*TASK OBJECTIVE*
Return every one of the entries below verbatim, changing nothing.

=-=-=

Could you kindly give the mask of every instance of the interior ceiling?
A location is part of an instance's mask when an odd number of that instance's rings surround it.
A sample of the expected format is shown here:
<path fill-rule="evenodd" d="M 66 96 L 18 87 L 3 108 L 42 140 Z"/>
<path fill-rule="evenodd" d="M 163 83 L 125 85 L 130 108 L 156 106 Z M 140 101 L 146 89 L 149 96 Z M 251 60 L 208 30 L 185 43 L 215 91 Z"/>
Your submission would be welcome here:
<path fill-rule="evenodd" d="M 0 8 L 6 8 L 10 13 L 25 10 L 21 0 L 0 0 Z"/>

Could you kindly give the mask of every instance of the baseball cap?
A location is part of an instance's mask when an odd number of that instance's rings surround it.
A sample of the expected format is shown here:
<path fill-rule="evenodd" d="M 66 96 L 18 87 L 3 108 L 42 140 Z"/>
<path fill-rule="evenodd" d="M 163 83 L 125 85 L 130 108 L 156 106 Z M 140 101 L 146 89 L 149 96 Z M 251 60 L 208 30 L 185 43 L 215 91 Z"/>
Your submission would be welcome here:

=-=-=

*SOLUTION TO THE EXERCISE*
Could you kindly give the mask of every instance of the interior ceiling?
A location is part of an instance's mask when an odd number of that instance's rings surround it.
A sample of the expected format is shown here:
<path fill-rule="evenodd" d="M 66 96 L 18 87 L 3 108 L 42 140 Z"/>
<path fill-rule="evenodd" d="M 163 83 L 125 85 L 130 108 L 156 106 Z M 140 101 L 146 89 L 149 96 Z M 251 60 L 208 30 L 185 43 L 215 91 Z"/>
Your submission would be welcome here:
<path fill-rule="evenodd" d="M 0 8 L 6 8 L 10 13 L 25 10 L 21 0 L 0 0 Z"/>

Could you kindly give the mask of every instance of the baseball cap?
A location is part of an instance's mask when an odd number of that instance's rings surround it.
A sample of the expected format is shown here:
<path fill-rule="evenodd" d="M 66 96 L 18 87 L 3 108 L 42 140 Z"/>
<path fill-rule="evenodd" d="M 163 83 L 125 85 L 130 108 L 156 106 Z M 140 101 L 146 89 L 149 96 Z M 251 60 L 208 30 L 185 43 L 215 91 Z"/>
Your submission would be welcome here:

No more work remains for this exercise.